ACTIVITY 1: List every web address given in the talk announcement below.
ACTIVITY 2: Sum up the talk announcement below in two sentences.
ACTIVITY 3: Pick up the talk announcement below right after its last sentence and keep writing.

*** QUOTED PASSAGE Section Begins ***

Chaire Cyber CNI

Chaire Cyber CNI – Cybersecurity for Critical Networked Infrastructures

Wed, Jun 16, 2021, 17 CET I Pontus Johnson (KTH) – Mutter aller Sicherheitslücken: Arbitrary Code Execution in the Universal Turing Machine

On Jun 16, 2021, 17h CET, Pontus Johnson, Professor at KTH Royal Institute of Technology, Sweden, will give a talk on “Mutter aller Sicherheitslücken: Arbitrary Code Execution in the Universal Turing Machine”.

You are cordially invited to join the free live stream on youtube and LinkedIn! To register and subscribe to the series announcements, just enter your mail address in the box on the left at https://talk.cybercni.fr/. Please share the link https://talk.cybercni.fr/2021-06-16 with your interested friends!

Abstract

The Universal Turing Machine is a fundamental theoretical model of computation; one might call it the mother of all computers. In this talk, Pontus Johnson will be presenting the exploitation of a vulnerability that he discovered in Marvin Minsky’s 1967 implementation of the Universal Turing Machine. As an introduction to the actual exploit, the workings of the Universal Turing machine are reviewed. The talk ends with some general speculations on potential implications of the presented vulnerability on computer security in general.

You can find the corresponding research paper here: https://arxiv.org/abs/2105.02124

Pontus Johnson

Pontus Johnson is a professor at the KTH Royal Institute of Technology in Stockholm, Sweden. His research interests mainly lie in the area of cyber security and the analysis of architectural models of computer networks – in particular simulating cyber attacks on such networks. Pontus supervises a number of PhD students and holds courses on Ethical Hacking. He is the director of the Center for Cyber Defense and Information Security at KTH, a collaboration with the Swedish Armed Forces. He received his MSc from the Lund Institute of Technology in 1997 and his PhD and Docent titles from the Royal Institute of Technology in 2002 and 2007. He was appointed professor in 2009. Since 2013, he is a member of the Swedish Royal Academy of Engineering Sciences (IVA).

He has chaired, co-chaired, and participated as steering committee member in many international conferences and workshops and participated in program committees in over fifty such events. He has been associate and guest editor to several journals. He has authored well over 100 scientific articles, mainly on the prediction of the cyber security and other non-functional properties in software-intensive system architectures.

Pontus is the chair of IVA Division II. Pontus is also a co-founder of foreseeti, a research spin-off company developing cyber security attack simulation software. He is a member of the Software Systems Architecture and Security (SSAS) research group within the Division of Network and Systems Engineering (NSE) at the Department of Computer Science in the School of Electrical Engineering and Computer Science (EECS) at KTH.

*** QUOTED PASSAGE Section Ends ***
*** GIVEN RECORDS Section Begins ***

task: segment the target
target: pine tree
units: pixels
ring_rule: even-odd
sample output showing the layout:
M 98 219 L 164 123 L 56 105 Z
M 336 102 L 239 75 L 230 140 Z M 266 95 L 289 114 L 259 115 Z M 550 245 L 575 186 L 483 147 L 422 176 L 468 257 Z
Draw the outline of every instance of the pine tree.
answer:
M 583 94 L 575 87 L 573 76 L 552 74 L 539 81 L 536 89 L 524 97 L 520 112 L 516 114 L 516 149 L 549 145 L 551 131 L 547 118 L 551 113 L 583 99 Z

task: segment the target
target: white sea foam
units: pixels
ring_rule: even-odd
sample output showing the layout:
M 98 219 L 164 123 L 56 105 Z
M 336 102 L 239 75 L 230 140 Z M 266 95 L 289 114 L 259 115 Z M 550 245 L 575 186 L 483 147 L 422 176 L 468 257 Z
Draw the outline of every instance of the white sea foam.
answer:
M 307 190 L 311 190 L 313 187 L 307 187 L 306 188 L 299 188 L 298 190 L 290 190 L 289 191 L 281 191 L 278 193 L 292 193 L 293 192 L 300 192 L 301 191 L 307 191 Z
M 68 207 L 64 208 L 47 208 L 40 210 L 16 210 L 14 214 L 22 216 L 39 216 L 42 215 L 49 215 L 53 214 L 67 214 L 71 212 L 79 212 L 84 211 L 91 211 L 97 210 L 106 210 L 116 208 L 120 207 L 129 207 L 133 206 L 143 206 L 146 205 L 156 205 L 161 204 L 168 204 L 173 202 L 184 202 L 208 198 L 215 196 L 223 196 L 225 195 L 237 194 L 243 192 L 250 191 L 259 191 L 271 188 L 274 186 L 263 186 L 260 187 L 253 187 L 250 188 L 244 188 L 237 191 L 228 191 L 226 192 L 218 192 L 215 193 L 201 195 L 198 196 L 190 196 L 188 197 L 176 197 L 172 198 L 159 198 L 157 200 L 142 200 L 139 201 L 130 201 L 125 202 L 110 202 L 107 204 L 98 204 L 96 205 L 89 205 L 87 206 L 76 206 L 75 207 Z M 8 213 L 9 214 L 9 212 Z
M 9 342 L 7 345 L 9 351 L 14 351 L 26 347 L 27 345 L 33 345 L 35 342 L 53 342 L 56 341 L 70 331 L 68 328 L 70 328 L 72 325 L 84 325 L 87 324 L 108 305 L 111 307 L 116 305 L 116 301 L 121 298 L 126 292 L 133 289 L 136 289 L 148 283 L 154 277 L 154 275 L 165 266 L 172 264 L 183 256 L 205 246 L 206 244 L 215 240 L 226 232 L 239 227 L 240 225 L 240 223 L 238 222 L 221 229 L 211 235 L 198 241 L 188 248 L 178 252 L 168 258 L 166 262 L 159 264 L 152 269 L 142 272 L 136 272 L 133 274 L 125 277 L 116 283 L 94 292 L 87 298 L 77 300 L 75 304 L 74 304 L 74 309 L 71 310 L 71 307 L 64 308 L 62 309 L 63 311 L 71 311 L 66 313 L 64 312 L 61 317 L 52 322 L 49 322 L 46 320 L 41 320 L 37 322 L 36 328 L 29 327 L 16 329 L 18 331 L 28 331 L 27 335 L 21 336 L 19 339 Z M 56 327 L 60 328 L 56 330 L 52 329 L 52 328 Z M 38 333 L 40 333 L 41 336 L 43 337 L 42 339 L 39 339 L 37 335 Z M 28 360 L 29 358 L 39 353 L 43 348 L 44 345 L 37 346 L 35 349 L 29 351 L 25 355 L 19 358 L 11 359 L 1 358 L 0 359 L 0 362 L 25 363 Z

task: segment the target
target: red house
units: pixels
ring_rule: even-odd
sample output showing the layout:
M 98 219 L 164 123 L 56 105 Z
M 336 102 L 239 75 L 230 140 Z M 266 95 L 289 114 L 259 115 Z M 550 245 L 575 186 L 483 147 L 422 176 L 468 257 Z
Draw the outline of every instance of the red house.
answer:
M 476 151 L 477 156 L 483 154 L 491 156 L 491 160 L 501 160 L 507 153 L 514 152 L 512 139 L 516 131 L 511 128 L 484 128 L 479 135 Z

*** GIVEN RECORDS Section Ends ***

EXERCISE OUTPUT 1:
https://talk.cybercni.fr/
https://talk.cybercni.fr/2021-06-16
https://arxiv.org/abs/2105.02124

EXERCISE OUTPUT 2: On June 16, 2021, at 17h CET, Pontus Johnson of KTH Royal Institute of Technology will give a talk, streamed free on YouTube and LinkedIn, on exploiting a vulnerability he found in Marvin Minsky's 1967 implementation of the Universal Turing Machine. Johnson is a professor whose research centers on cyber security and simulating attacks on computer networks, and he directs KTH's Center for Cyber Defense and Information Security and co-founded the spin-off company foreseeti.

EXERCISE OUTPUT 3:
KTH Royal Institute of Technology in Stockholm, Sweden

Since its founding in 1827, KTH Royal Institute of Technology in Stockholm has grown to become one of Europe’s leading technical and engineering universities.

Talk.cybercni.fr

The Cyber CNI Lecture Series is a free monthly event that takes place on the last Wednesday of the month from 5:00 pm to 6:30 pm.

The event consists of a 40-minute expert presentation followed by a 30-minute discussion.

The Cyber CNI Speaker series aims to raise awareness and understanding of cyber security issues among all audiences. It aims to enable an ongoing dialogue between experts from industry and academia and the general public (citizens, families, small and large businesses, public organizations, etc.). All of us are concerned.

The events take place in the Grand Amphithéâtre d’IMT Atlantique in Rennes (Cesson-Sévigné) and will be broadcast live on Youtube (https://talk.cybercni.fr/), allowing worldwide remote participation and including a tool to participate in the discussion.

How the digital transformation is changing our lives

The COVID-19 pandemic has shown all of us the benefits of information technology. It allows us to work at a distance, to live at a distance, and most importantly, to keep in touch at a distance – with younger and older people, those closest to us, and even making new contacts.

Our society relies more and more on information and operational technologies. Examples include water, energy, heat and cooling supply, communications, healthcare, production and processing of goods, transportation, national security, banking, research and education, and food production.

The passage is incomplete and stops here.